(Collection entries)
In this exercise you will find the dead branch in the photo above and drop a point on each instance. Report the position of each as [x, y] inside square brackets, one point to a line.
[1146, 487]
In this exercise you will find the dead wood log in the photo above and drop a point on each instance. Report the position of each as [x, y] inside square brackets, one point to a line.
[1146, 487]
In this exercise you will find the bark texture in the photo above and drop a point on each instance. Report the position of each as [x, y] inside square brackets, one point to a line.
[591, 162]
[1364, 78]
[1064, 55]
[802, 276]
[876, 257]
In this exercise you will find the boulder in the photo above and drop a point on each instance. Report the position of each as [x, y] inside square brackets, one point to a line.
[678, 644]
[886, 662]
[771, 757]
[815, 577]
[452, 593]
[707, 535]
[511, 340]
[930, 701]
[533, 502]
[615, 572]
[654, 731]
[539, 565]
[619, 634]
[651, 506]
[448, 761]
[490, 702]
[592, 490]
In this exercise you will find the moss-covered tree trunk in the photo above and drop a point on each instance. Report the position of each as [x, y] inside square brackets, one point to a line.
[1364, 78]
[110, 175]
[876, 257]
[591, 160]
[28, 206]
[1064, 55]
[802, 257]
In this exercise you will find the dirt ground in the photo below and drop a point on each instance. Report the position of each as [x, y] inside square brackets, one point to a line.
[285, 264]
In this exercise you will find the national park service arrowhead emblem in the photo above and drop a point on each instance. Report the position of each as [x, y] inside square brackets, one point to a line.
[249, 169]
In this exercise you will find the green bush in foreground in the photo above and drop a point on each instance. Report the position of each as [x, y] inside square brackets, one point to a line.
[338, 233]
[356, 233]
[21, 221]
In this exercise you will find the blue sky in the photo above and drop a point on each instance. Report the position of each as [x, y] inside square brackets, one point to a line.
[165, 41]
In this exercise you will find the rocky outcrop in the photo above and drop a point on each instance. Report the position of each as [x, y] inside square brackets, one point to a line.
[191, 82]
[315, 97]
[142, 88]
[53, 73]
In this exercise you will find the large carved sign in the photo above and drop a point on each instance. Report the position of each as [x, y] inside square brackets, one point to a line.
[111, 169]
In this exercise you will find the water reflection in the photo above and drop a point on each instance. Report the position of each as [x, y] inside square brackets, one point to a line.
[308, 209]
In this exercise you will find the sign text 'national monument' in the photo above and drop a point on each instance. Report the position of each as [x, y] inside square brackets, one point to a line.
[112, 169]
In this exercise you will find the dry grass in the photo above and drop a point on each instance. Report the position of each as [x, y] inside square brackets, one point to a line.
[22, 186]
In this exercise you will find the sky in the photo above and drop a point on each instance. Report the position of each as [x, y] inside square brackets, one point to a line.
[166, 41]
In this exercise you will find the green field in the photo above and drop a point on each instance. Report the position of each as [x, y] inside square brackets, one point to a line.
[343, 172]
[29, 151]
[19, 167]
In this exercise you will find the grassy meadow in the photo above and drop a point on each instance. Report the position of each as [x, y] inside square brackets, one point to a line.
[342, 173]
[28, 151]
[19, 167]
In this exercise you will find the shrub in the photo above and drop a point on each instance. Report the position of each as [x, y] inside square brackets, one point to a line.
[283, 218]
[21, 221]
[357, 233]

## Instructions for the task
Could you write out all the records again with "drop" swapped for "place" and nothing else changed?

## Answer below
In this exercise you will find the dead branch in the photo above and place a point on each instance. Report the position of each as [x, y] inside square brackets, one point to a line.
[1146, 487]
In this exercise you will find the dead wood log in the photo above and place a point on each instance. Report the position of each as [x, y] inside square brackets, one point to a line.
[1146, 487]
In this exercise you will find the bark texture in the photo above and place a point on each instance. Report the position of each as [x, y] inside square brackets, one point to a line.
[591, 162]
[1364, 78]
[1064, 55]
[802, 276]
[876, 257]
In this exercise you will find the boulder in the photo above and place a point on each instance. Report the position of each as [x, y] inside square brackets, one point to a line.
[678, 644]
[886, 662]
[771, 757]
[815, 577]
[452, 593]
[707, 535]
[511, 340]
[930, 701]
[533, 502]
[615, 572]
[654, 731]
[539, 565]
[619, 634]
[651, 506]
[448, 761]
[490, 702]
[592, 490]
In this exercise you will find the moss-covered tree trunk in the photo above and place a point on each instance. Report the position of each as [x, y] inside square brackets, one point to a line.
[1364, 78]
[110, 175]
[876, 257]
[591, 160]
[28, 206]
[1064, 55]
[802, 257]
In this exercise you will find the dirt ground in the photo below and place a point on each instance. Report the position of each as [x, y] inside square brackets, one point to a line.
[285, 264]
In this exercise you will find the national park service arrowhead emblem in the photo above and place a point on each instance. Report the position of each as [x, y] inside square brackets, one point to a line.
[249, 169]
In this exercise you will find the green bush in foreground in the photo above and place a point on each instance. Report the position of each as [x, y] inside square brackets, one point to a line.
[338, 233]
[356, 233]
[21, 221]
In this exercise you will find the blue sky in the photo above and place a point on each instance. Report the position of each as [x, y] inside square brackets, one point to a line.
[165, 41]
In this exercise you will find the rocky outcrop in the photo above and place a point on each instance. Report the position of each as [x, y] inside square brackets, one point to a line.
[191, 82]
[315, 97]
[142, 88]
[53, 73]
In this exercise you will find the large carved sign in the photo above and place a point on each instance. Report the position of each as [x, y] inside square brackets, one point to a line.
[111, 169]
In this exercise you will find the water reflection in the photo above and place a point on each instance. Report the position of each as [x, y] inside square brackets, one point to a line.
[308, 209]
In this exercise you will find the sign text 'national monument' in the photo above and place a point on each instance. Report the position of each as [x, y] inside square brackets, one point to a line.
[112, 169]
In this exercise you will find the dry grass in the photo above and place a point on each instance. Report the position of each as [x, y] inside square brackets, one point to a line.
[22, 186]
In this exercise you will find the sky in the photo above and place a point on each instance. Report the position of each as [x, y] inside square brackets, one point to a line.
[166, 41]
In this exercise you will find the green field in the photo above and place a point on each instance. Report the position of each as [x, y] inside square brackets, one point to a line.
[343, 172]
[29, 151]
[19, 167]
In this exercise you will find the grassy meadow in the photo above and place a point on each instance. Report the position of each as [x, y] inside square brackets, one point to a line.
[342, 173]
[28, 151]
[19, 167]
In this exercise you will find the shrub in the photo above and place a point on each instance. Report the position of each as [x, y] inside square brackets, one point to a line.
[283, 218]
[21, 221]
[357, 233]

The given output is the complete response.